***** INPUT FOR THIS TASK

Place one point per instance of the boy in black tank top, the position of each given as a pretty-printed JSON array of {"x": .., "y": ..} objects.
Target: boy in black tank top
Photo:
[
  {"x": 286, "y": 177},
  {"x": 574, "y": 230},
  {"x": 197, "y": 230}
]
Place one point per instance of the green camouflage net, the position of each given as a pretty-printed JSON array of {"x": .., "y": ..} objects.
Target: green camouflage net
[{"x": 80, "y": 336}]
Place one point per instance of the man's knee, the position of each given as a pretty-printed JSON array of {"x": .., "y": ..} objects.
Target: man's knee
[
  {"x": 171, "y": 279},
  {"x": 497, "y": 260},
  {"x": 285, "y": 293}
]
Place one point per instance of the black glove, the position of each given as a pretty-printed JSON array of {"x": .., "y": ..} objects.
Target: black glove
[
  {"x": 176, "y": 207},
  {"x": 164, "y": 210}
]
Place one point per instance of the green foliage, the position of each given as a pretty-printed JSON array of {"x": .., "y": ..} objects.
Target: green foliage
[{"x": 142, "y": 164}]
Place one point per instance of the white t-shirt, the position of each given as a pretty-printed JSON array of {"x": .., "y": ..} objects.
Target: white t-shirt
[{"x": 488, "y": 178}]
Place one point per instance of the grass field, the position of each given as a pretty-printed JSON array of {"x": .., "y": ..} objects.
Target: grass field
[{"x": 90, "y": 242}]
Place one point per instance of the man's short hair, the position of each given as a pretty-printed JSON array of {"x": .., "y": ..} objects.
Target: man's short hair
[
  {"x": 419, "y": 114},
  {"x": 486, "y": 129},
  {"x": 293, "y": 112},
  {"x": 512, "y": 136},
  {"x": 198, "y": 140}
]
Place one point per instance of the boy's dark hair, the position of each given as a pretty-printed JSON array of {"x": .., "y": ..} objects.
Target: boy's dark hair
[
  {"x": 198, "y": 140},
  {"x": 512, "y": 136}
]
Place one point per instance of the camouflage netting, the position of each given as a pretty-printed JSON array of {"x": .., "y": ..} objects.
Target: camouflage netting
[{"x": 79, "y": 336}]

**********

Turn all the lines of the entries above into one numbered list, and leave out any blank lines.

* **WRITTEN RESPONSE**
1. Place one point per instance of the boy in black tank top, the position of each given as a pretty-printed JSON array of {"x": .., "y": ..} objects.
2. Target: boy in black tank top
3. Photo:
4. [
5.   {"x": 286, "y": 177},
6.   {"x": 574, "y": 230},
7.   {"x": 197, "y": 230}
8. ]
9. Place one point per instance of the green camouflage net, the position of each given as a pretty-printed JSON array of {"x": .., "y": ..} objects.
10. Target: green camouflage net
11. [{"x": 80, "y": 336}]
12. Place one point per instance of the man's knee, the position of each given as a pretty-printed JSON array of {"x": .., "y": ..} objects.
13. Target: man's knee
14. [
15.   {"x": 171, "y": 279},
16.   {"x": 497, "y": 260},
17.   {"x": 285, "y": 293}
18. ]
19. Place one point per instance of the black glove, the position of each given as a pretty-printed JSON array of {"x": .., "y": ..} objects.
20. Target: black glove
21. [
22.   {"x": 176, "y": 207},
23.   {"x": 164, "y": 210}
24. ]
25. Place one point per instance of the green foliage, the position of each given as a pretty-printed JSON array of {"x": .., "y": ..} objects.
26. Target: green foliage
27. [{"x": 142, "y": 164}]
28. Place one point per instance of the white t-shirt, the position of each given as a pretty-printed JSON array of {"x": .., "y": ..} objects.
29. Target: white t-shirt
30. [{"x": 488, "y": 178}]
31. Place one point per instance of the grass field, the position of each given as a pretty-printed JSON array of {"x": .., "y": ..} objects.
32. Target: grass field
33. [{"x": 90, "y": 242}]
34. Place one point per instance of the man's short hair, the position of each given as a pretty-printed JSON array of {"x": .., "y": ..} objects.
35. Target: man's short hair
36. [
37.   {"x": 419, "y": 114},
38.   {"x": 486, "y": 129},
39.   {"x": 293, "y": 112},
40.   {"x": 512, "y": 136},
41.   {"x": 198, "y": 140}
42. ]
43. Place one point per instance of the boy's dark hair, the position of each given as a pretty-printed JSON array of {"x": .., "y": ..} objects.
44. Target: boy's dark hair
45. [
46.   {"x": 198, "y": 140},
47.   {"x": 512, "y": 136}
48. ]
49. Place one point per instance of the camouflage netting, the position of each given as a pretty-printed JSON array of {"x": .., "y": ..} objects.
50. Target: camouflage netting
51. [{"x": 79, "y": 336}]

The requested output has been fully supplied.